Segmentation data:
□ □ □

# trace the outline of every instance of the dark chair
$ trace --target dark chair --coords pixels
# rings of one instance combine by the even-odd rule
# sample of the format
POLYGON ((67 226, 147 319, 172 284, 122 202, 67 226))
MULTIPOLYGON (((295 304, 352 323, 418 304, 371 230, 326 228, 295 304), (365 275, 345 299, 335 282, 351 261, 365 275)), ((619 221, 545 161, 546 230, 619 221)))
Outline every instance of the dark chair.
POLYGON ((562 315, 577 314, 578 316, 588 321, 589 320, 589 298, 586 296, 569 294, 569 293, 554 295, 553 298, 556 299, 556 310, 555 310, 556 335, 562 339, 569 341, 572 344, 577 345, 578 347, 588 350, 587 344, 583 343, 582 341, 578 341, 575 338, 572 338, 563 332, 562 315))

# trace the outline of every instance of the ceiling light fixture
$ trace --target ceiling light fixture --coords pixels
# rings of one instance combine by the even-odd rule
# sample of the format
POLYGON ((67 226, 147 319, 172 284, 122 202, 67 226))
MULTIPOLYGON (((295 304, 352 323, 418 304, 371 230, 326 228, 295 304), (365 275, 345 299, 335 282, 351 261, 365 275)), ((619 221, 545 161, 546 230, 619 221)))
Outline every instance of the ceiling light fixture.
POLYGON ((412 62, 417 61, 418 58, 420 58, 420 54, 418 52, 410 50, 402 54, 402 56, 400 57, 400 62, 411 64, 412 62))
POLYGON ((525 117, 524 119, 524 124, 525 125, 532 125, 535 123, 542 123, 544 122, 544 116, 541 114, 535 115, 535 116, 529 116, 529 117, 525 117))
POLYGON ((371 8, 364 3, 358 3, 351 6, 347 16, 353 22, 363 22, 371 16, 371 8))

□ □ □

- _WHAT IS EXPECTED_
Render every line of the data above as a Markdown table with two columns, "Row" for the row number and "Line" for the line, and leave out blank lines.

- _SOLUTION_
| Row | Line |
|---|---|
| 1 | # trace the outline of every instance of the dark chair |
| 2 | $ trace --target dark chair --coords pixels |
| 3 | # rings of one instance combine by the even-odd rule |
| 4 | # sample of the format |
| 5 | POLYGON ((67 226, 147 319, 172 284, 122 202, 67 226)) |
| 6 | MULTIPOLYGON (((295 304, 352 323, 418 304, 371 230, 326 228, 295 304), (365 275, 345 299, 335 282, 351 261, 365 275)), ((619 221, 545 161, 546 230, 619 221))) |
| 7 | Outline every instance of the dark chair. |
| 8 | POLYGON ((562 315, 577 314, 578 316, 588 321, 589 320, 589 298, 586 296, 569 294, 569 293, 554 295, 553 298, 556 299, 556 310, 555 310, 556 335, 562 339, 569 341, 572 344, 577 345, 578 347, 588 350, 587 344, 583 343, 582 341, 578 341, 575 338, 572 338, 563 332, 562 315)) |
| 9 | # trace the outline of every instance of the ceiling light fixture |
| 10 | $ trace --target ceiling light fixture --coords pixels |
| 11 | # rings of one instance combine by the even-odd rule |
| 12 | # sample of the format |
| 13 | POLYGON ((67 226, 147 319, 172 284, 122 202, 67 226)) |
| 14 | MULTIPOLYGON (((295 304, 352 323, 418 304, 371 230, 326 228, 295 304), (365 275, 345 299, 335 282, 351 261, 365 275)), ((619 221, 545 161, 546 230, 619 221))) |
| 15 | Outline every instance of the ceiling light fixture. |
| 16 | POLYGON ((412 62, 417 61, 418 58, 420 58, 420 54, 418 52, 410 50, 402 54, 402 56, 400 57, 400 62, 411 64, 412 62)) |
| 17 | POLYGON ((525 117, 524 119, 524 124, 525 125, 532 125, 535 123, 542 123, 544 122, 544 116, 541 114, 535 115, 535 116, 529 116, 529 117, 525 117)) |
| 18 | POLYGON ((371 8, 364 3, 358 3, 351 6, 347 16, 353 22, 363 22, 371 16, 371 8)) |